> _Work instruction A_
In the biography of Bhāī Hīrā Siṅgh, from whom did he start learning the harmonium?
> _Work instruction B_
In the biography of Bhāī Hīrā Siṅgh, recast the paragraph beginning "HĪRĀ SIṄGH RĀGĪ, BHĀĪ (1879-1926)" as a short list of its main facts.
> _Work instruction C_
Write what comes next in the biography of Bhāī Hīrā Siṅgh, picking up right after its final sentence.

(Source extract)

HĪRĀ SIṄGH RĀGĪ, BHĀĪ (1879-1926), eminent exponent of Sikh devotional music, was born in 1879 at Farūkā, in Shāhpur district, now in Pakistan. His father's name was Bhāī Bhāg Siṅgh and mother's Satbharāī. Bhāg Siṅgh was well versed in classical music and played string instruments such as sāraṅgī and tāūs. Hīrā Siṅgh joined the middle school at Sāhīvāl, but soon left it to study the religious texts with Bhāī Māhṇā Siṅgh of Farūkā. He learnt music from his father who performed kīrtan in the village gurdwārā. At the age of 15, he was married to Bībī Bhāvāṅ (renamed Prem Kaur). He attended the Niraṅkārī Darbār at Rāwalpiṇḍī and Nāmdhārī Darbār at Bhaiṇī, and subsequently joined the jathā of Sant Atar Siṅgh in whose company he also went on a pilgrimage to Srī Abchal Nagar Hazūr Sāhib, Nāndeḍ. In 1897, he settled down, with his wife, at Amritsar, working with the Khālsā Tract Society which brought him under the influence of Bhāī Vīr Siṅgh and deepened his study of the Sikh scriptural writings. He started to learn playing the harmonium from Mahant Takht Siṅgh. His father soon joined him in Amritsar and the two formed a rāgī jathā, or choir, which soon became the most famous ensemble reciting kīrtan at Sikh gatherings. Hīrā Siṅgh led the kīrtan interspersing it with exposition of the sacred verse, as his father accompanied him on the tāūs. He joined the Chief Khālsā Dīwān founded in 1902, and worked tirelessly towards promoting its programme of religious and social reform and of education among Sikhs. By his kīrtan and discourses, he kept vast audiences spellbound. Many entered the Sikh fold under his influence. The story is told of Hājī Muhammad Miskīn who was among the audience listening to Bhāī Hīrā Siṅgh's kīrtan in Gwālīor in 1925. The Hājī had very diligently manufactured a rare piece of art -- a whisk made of 1,45,000 strands of sandalwood fibre -- which he desired to present as an offering at an appropriate place of worship. He felt so moved that he accompanied Bhāī Hīrā Siṅgh to Amritsar and, on his advice, offered the precious article at the Golden Temple. The whisk is still preserved in the Golden Temple toshākhānā or treasury.

(End Source extract)
(Dataset excerpts)

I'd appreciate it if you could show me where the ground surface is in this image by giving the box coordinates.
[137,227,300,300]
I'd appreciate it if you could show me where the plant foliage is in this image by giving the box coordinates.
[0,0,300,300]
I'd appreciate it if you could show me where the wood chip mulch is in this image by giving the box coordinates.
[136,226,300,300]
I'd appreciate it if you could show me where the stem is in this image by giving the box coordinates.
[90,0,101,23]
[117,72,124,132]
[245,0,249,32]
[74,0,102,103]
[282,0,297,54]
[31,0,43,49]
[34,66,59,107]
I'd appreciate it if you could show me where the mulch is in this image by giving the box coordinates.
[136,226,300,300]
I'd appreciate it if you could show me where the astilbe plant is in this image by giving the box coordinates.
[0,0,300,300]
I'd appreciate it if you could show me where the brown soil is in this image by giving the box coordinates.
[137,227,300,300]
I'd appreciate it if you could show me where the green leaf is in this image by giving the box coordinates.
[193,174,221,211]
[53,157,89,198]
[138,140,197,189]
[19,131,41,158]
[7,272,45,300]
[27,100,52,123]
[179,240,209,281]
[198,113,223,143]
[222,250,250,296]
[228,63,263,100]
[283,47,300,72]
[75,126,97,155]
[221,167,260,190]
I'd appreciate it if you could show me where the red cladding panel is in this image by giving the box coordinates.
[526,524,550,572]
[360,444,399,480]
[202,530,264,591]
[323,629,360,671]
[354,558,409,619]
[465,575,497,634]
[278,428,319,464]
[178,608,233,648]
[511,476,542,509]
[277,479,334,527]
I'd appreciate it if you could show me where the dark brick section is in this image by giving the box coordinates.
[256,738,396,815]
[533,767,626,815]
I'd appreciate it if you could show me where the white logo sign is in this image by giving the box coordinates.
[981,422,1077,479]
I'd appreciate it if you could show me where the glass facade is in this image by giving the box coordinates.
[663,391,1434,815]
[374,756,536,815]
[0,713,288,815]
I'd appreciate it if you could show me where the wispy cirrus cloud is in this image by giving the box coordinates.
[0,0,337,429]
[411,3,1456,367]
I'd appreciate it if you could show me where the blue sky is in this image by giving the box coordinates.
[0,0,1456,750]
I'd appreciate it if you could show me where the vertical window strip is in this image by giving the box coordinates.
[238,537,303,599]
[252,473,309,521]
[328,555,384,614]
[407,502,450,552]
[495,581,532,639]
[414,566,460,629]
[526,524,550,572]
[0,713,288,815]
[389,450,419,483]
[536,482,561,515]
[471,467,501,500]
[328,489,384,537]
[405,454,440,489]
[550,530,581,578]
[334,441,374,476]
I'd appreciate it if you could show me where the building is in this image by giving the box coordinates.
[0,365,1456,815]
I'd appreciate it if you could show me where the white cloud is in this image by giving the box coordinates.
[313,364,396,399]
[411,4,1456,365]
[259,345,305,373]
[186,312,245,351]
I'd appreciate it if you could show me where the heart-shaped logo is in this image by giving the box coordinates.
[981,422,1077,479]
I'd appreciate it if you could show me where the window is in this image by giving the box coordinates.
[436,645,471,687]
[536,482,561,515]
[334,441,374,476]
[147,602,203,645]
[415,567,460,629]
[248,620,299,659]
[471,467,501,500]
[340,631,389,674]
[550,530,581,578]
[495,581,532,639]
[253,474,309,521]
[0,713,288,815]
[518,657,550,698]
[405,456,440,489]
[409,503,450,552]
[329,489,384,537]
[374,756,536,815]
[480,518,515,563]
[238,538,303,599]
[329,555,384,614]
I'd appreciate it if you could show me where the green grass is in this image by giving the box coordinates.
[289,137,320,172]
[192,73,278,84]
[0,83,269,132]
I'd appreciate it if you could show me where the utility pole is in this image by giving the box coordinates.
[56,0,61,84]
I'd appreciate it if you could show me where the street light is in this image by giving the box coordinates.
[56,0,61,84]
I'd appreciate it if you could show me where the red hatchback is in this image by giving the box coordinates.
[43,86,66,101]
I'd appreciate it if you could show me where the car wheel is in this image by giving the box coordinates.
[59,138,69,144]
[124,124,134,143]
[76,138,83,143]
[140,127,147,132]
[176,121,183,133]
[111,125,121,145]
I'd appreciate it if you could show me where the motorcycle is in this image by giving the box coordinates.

(End Dataset excerpts)

> _Answer box A_
Mahant Takht Siṅgh.

> _Answer box B_
- Born in 1879 at Farūkā, Shāhpur district (now in Pakistan), to Bhāī Bhāg Siṅgh and Satbharāī; died in 1926.
- Left middle school at Sāhīvāl to study religious texts with Bhāī Māhṇā Siṅgh, and learned music from his father.
- Married Bībī Bhāvāṅ (renamed Prem Kaur) at 15.
- Attended the Niraṅkārī and Nāmdhārī Darbārs, then joined Sant Atar Siṅgh's jathā and went with it on a pilgrimage to Hazūr Sāhib, Nāndeḍ.
- Settled in Amritsar in 1897 and worked with the Khālsā Tract Society, where he came under Bhāī Vīr Siṅgh's influence.
- Learned the harmonium from Mahant Takht Siṅgh.
- Formed a rāgī jathā with his father that became the most famous kīrtan group at Sikh gatherings.
- Joined the Chief Khālsā Dīwān (founded 1902) and worked for its religious, social and educational reforms.
- His kīrtan and discourses drew many people into the Sikh fold.
- In 1925, moved by his kīrtan in Gwālīor, Hājī Muhammad Miskīn offered a whisk of 1,45,000 sandalwood strands at the Golden Temple on his advice. The whisk is still kept in the temple's toshākhānā.

> _Answer box C_
Bhāī Hīrā Siṅgh was one of the principal fund-raisers for the Sikh Educational Conference which set up schools in many parts of the Punjab. He helped to found in 1908 a Khālsā high school at Farūkā which after the partition of 1947 was restarted in Ambālā Cantonment.
In the middle of 1924, Bhāī Hīrā Siṅgh was taken ill with cancer of the stomach. He died at Dehrā Dūn on 2 September 1926.